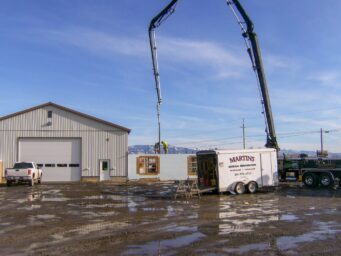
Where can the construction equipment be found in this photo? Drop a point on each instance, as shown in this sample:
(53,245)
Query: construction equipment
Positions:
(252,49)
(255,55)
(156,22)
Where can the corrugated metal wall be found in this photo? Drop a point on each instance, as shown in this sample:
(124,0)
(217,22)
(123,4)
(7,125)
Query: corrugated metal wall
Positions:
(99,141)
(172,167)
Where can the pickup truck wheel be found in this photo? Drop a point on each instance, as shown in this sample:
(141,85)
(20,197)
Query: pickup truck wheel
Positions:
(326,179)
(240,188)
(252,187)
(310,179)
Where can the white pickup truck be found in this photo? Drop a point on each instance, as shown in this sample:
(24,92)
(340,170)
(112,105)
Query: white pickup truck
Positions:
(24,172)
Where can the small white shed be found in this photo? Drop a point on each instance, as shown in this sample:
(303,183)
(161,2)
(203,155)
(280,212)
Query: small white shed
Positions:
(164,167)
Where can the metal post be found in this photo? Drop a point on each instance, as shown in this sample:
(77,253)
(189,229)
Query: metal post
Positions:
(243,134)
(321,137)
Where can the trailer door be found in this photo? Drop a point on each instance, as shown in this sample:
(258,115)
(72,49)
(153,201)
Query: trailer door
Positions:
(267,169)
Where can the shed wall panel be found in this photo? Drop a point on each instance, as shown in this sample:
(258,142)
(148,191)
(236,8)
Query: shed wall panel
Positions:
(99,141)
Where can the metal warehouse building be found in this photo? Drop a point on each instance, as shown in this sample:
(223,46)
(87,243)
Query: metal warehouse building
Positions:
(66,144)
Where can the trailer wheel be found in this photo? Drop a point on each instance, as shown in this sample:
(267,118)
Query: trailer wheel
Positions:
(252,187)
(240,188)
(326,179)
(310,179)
---
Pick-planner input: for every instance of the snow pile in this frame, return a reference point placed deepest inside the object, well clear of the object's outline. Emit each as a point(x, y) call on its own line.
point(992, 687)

▶ What you have to do:
Reproduce verbatim the part of the items that opens with the line containing "Pick-planner input: for" and closes with the line containing "point(992, 687)", both lines included.

▶ Correct result:
Pick-planner input: for every instance of the snow pile in this frame, return a reference point placed deepest inside the object, well clear of the object's outline. Emit each as a point(x, y) call on its own line.
point(992, 687)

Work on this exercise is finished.